Provided records:
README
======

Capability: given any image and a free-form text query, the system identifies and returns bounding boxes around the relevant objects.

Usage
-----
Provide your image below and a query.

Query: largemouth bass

Exercise aim: Please return all lines from the records that hold the word "image".

Task solution:
Capability: given any image and a free-form text query, the system identifies and returns bounding boxes around the relevant objects.
Provide your image below and a query.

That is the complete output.